• _Required task_
In the passage on non-life insurance output below, how does the 1993 SNA calculate that output?

• _Selection_
In the 1993 SNA non-life insurance output is calculated as the balance of premiums earned plus premium supplements less claims due within the period under review. This works reasonably well for most classes of non-life insurance business but breaks down when a major catastrophe hits. The problem is one of timing. Whereas the 1993 SNA algorithm depends on the balance of premiums to claims within a year (or quarter), catastrophe business is medium to long term, and the relationship between premiums and claims would never be expected to be stable from year to year. The 1993 SNA treatment could lead to negative output in exceptional catastrophe years, and possibly overstated output in 'catch-up' years. Since most countries use a physical quantity indicator to derive output in volume terms their implied deflators reflect the volatility in the current price measure.

Insurers manage their exposure to risk on the basis of 'expected' claims using a combination of reinsurance and 'medium- to long-term' technical reserves, e.g. equalisation reserves. The task force's discussions have focussed on finding a pragmatic approach to reflecting this medium- to long-term aspect of economic behaviour in the national accounts, but have also touched on some fairly radical re-thinking of the treatment of non-life insurance.

• _Data_

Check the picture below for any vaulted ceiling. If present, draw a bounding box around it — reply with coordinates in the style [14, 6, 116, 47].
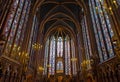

• _Result below_
As the balance of premiums earned plus premium supplements less claims due within the period under review.